-- WHAT THE TASK REQUIRES --
Copy out every one of the records below word for word. Leave the pictures out of your copy.

== ITEMS ==

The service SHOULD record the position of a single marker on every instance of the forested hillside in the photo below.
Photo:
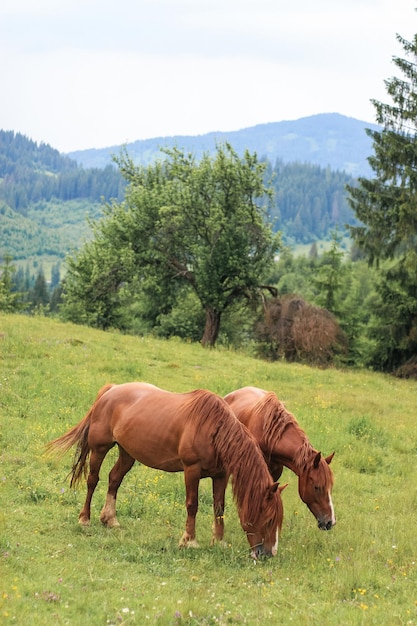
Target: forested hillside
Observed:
(46, 198)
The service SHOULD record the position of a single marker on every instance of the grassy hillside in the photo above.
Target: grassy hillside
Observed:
(55, 572)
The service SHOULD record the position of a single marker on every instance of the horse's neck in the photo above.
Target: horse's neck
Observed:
(290, 449)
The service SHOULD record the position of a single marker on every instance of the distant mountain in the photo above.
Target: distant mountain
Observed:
(328, 140)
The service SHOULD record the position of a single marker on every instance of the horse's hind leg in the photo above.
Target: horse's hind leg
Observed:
(96, 460)
(219, 489)
(123, 464)
(192, 476)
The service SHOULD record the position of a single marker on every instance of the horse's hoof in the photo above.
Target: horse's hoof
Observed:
(188, 543)
(110, 523)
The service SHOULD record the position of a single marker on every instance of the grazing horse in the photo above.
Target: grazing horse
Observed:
(195, 432)
(283, 442)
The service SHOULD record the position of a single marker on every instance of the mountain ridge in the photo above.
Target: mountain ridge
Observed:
(325, 139)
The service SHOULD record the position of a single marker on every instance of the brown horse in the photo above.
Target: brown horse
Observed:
(283, 442)
(195, 432)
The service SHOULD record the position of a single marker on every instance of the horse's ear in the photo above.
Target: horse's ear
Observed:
(328, 459)
(317, 460)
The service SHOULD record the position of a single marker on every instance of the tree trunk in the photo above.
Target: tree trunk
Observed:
(212, 327)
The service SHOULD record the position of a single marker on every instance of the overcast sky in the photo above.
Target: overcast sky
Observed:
(96, 73)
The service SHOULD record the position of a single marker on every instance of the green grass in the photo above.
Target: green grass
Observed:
(54, 572)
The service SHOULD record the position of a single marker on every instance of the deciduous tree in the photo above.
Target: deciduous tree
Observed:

===

-- TASK RESPONSE --
The service SHOULD record the position of a single marker on every instance of the forested hillside in the photo below.
Photo:
Target: forested hillside
Observed:
(46, 198)
The service SHOULD record the position of a single marker on every instance of the grassy hillside in the photo above.
Target: grassy hillside
Observed:
(55, 572)
The service SHOULD record the position of a single marker on every instance of the horse's neck in the photo above.
Target: horse's neck
Observed:
(290, 449)
The service SHOULD record the position of a single marker on every instance of the distant mountain in the photo above.
Target: distant mountain
Observed:
(328, 140)
The service SHOULD record the position of a single marker on every instance of the horse's hind leg in the photo above.
Target: horse's hind leg
Observed:
(96, 460)
(219, 489)
(123, 464)
(192, 476)
The service SHOULD record the position of a single marker on every instance of the horse's hoof in the photo above.
Target: horse's hoof
Observed:
(188, 543)
(110, 523)
The service SHOULD record the position of a single marker on every instance of the grazing horse in the photo above.
Target: grazing horse
Observed:
(195, 432)
(283, 442)
The service SHOULD record the position of a single marker on every instance of the mountain ridge in the photo above.
Target: mountain ridge
Observed:
(325, 139)
The service SHOULD record the position of a single marker on every instance of the brown horse in the photo above.
Target: brown horse
Observed:
(283, 442)
(195, 432)
The service SHOULD record the position of a single marker on every instance of the horse's ear in the photo above.
Target: horse's ear
Observed:
(328, 459)
(317, 460)
The service SHOULD record the position of a single marker on every instance of the tree trunk in the photo above.
Target: tree trunk
Observed:
(212, 327)
The service SHOULD record the position of a single marker on every instance of the overcast sky in the photo above.
Target: overcast sky
Observed:
(96, 73)
The service SHOULD record the position of a single marker on every instance of the green grass in the photo above.
Target: green grass
Observed:
(54, 572)
The service SHOULD record the position of a single marker on every instance of the deciduous tree in the photo above.
Target: deciduous tree
Observed:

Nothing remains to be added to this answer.